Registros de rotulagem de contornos
....................
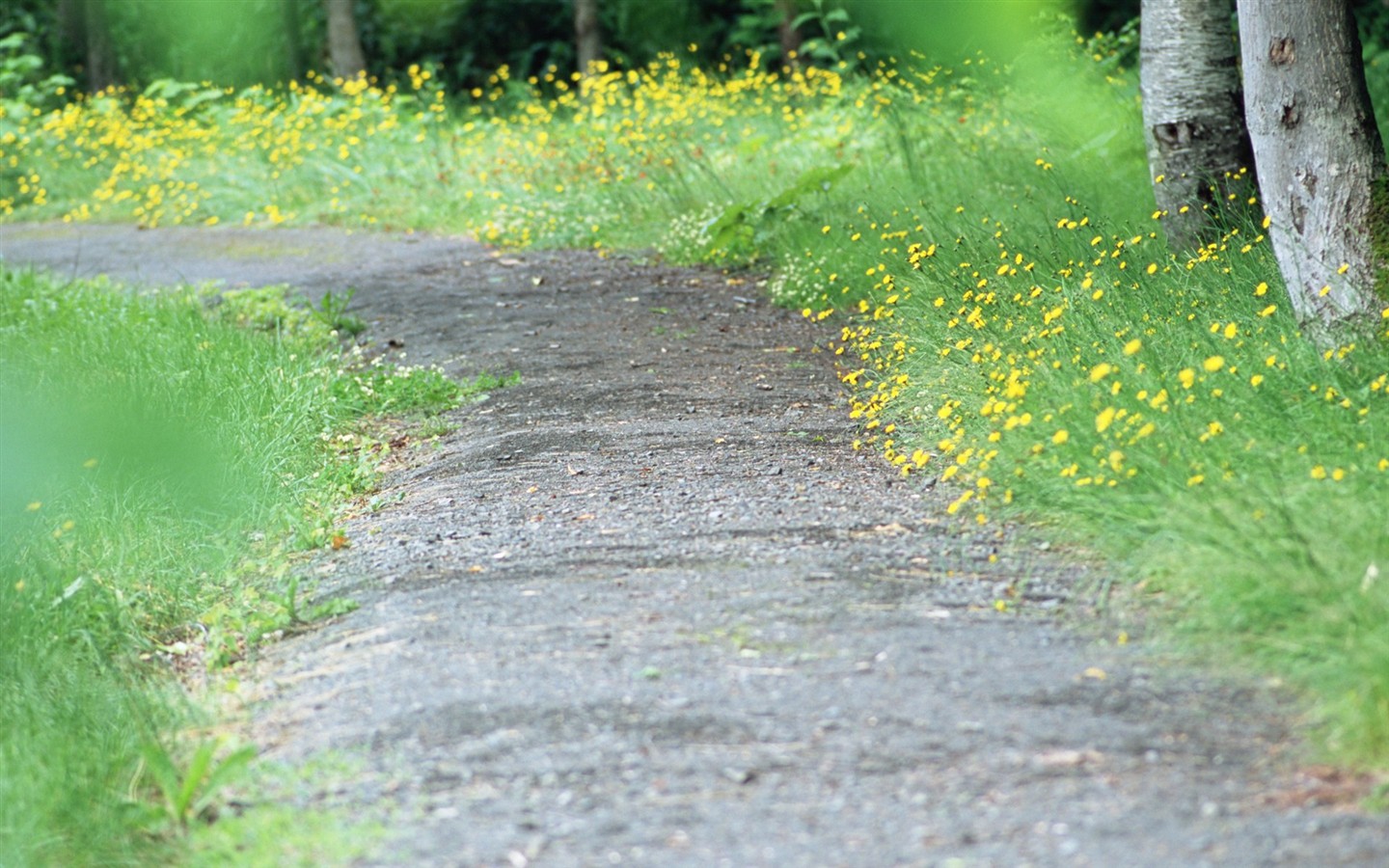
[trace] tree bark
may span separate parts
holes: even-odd
[[[776,0],[776,36],[781,40],[782,62],[800,64],[800,31],[796,29],[796,0]]]
[[[281,19],[285,22],[285,75],[299,79],[304,75],[303,29],[299,26],[299,0],[279,0]]]
[[[1245,112],[1270,237],[1299,319],[1382,303],[1385,151],[1347,0],[1239,0]],[[1379,251],[1376,251],[1379,246]]]
[[[1232,12],[1231,0],[1143,0],[1143,133],[1174,250],[1218,237],[1222,203],[1254,189]]]
[[[599,0],[574,0],[574,49],[581,75],[592,72],[593,64],[603,60]]]
[[[82,0],[82,44],[86,57],[88,92],[117,85],[115,44],[106,19],[106,0]]]
[[[367,71],[353,0],[324,0],[328,17],[328,61],[338,78],[357,78]]]

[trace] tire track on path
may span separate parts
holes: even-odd
[[[4,226],[0,251],[353,286],[408,361],[521,372],[324,554],[361,610],[260,668],[269,754],[361,756],[335,797],[394,806],[372,864],[1389,858],[1382,818],[1295,797],[1278,697],[1067,628],[1074,567],[854,453],[825,332],[756,287],[328,229]]]

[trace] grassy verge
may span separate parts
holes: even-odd
[[[1303,690],[1331,756],[1389,765],[1385,322],[1306,340],[1253,197],[1167,249],[1115,47],[861,76],[671,56],[582,97],[504,71],[106,96],[0,121],[0,211],[771,265],[778,300],[840,314],[863,449],[947,481],[961,521],[1083,536],[1203,653]]]
[[[358,419],[461,393],[432,369],[344,368],[283,289],[210,308],[0,269],[6,865],[178,860],[221,790],[256,779],[249,751],[197,735],[207,715],[160,661],[204,642],[226,661],[310,612],[292,553],[328,544],[369,486],[379,457],[344,449]]]

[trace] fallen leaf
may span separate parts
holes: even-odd
[[[1104,754],[1097,750],[1047,750],[1032,757],[1032,762],[1042,768],[1075,768],[1078,765],[1103,762]]]

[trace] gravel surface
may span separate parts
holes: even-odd
[[[392,806],[372,865],[1389,864],[1278,696],[1099,639],[1076,567],[853,451],[831,332],[754,285],[329,229],[0,253],[351,286],[407,361],[521,372],[315,565],[361,608],[261,661],[267,753]]]

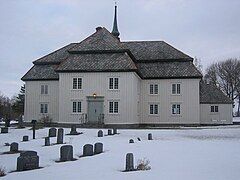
....................
• Tarefa: Substitua "fallen leaf" por "dry leaf" em todos os registros e escreva as linhas de novo com todo o resto igual. Deixe as imagens fora da resposta.

• Solução completa:
[trace] tree bark
may span separate parts
holes: even-odd
[[[776,0],[776,36],[781,40],[782,62],[800,64],[800,31],[796,29],[796,0]]]
[[[281,19],[285,22],[285,75],[299,79],[304,75],[303,29],[299,26],[299,0],[279,0]]]
[[[1245,112],[1270,237],[1299,319],[1382,303],[1385,151],[1347,0],[1239,0]],[[1379,251],[1376,251],[1379,246]]]
[[[1232,12],[1231,0],[1143,0],[1143,133],[1174,250],[1218,237],[1222,203],[1254,189]]]
[[[599,0],[574,0],[574,49],[581,75],[592,72],[593,64],[603,60]]]
[[[82,0],[82,44],[86,57],[88,92],[117,85],[115,44],[106,19],[106,0]]]
[[[367,71],[353,0],[324,0],[328,17],[328,61],[338,78],[357,78]]]

[trace] tire track on path
may span separate parts
holes: even-odd
[[[4,226],[0,251],[353,286],[408,361],[521,372],[324,554],[361,610],[260,668],[269,754],[361,756],[335,797],[394,806],[372,864],[1389,858],[1382,818],[1295,797],[1278,697],[1067,628],[1074,567],[854,453],[825,332],[756,287],[328,229]]]

[trace] grassy verge
may span separate parts
holes: even-odd
[[[1303,690],[1331,756],[1389,765],[1385,322],[1306,340],[1253,197],[1167,249],[1115,47],[861,76],[671,56],[582,97],[504,71],[106,96],[0,121],[0,211],[771,265],[778,300],[840,314],[863,449],[947,481],[961,521],[1083,536],[1203,653]]]
[[[358,419],[461,393],[432,369],[344,368],[283,289],[210,308],[0,269],[6,865],[178,860],[221,790],[256,779],[249,751],[197,735],[207,715],[160,661],[204,642],[226,661],[310,612],[292,553],[328,544],[369,486],[379,457],[344,449]]]

[trace] dry leaf
may span separate parts
holes: even-odd
[[[1104,754],[1097,750],[1047,750],[1032,757],[1032,762],[1042,768],[1075,768],[1078,765],[1103,762]]]

[trace] gravel surface
may span separate parts
holes: even-odd
[[[392,806],[372,865],[1389,864],[1278,696],[1099,639],[1076,567],[853,451],[831,332],[754,285],[329,229],[0,253],[351,286],[407,361],[521,372],[315,565],[361,608],[261,661],[267,753]]]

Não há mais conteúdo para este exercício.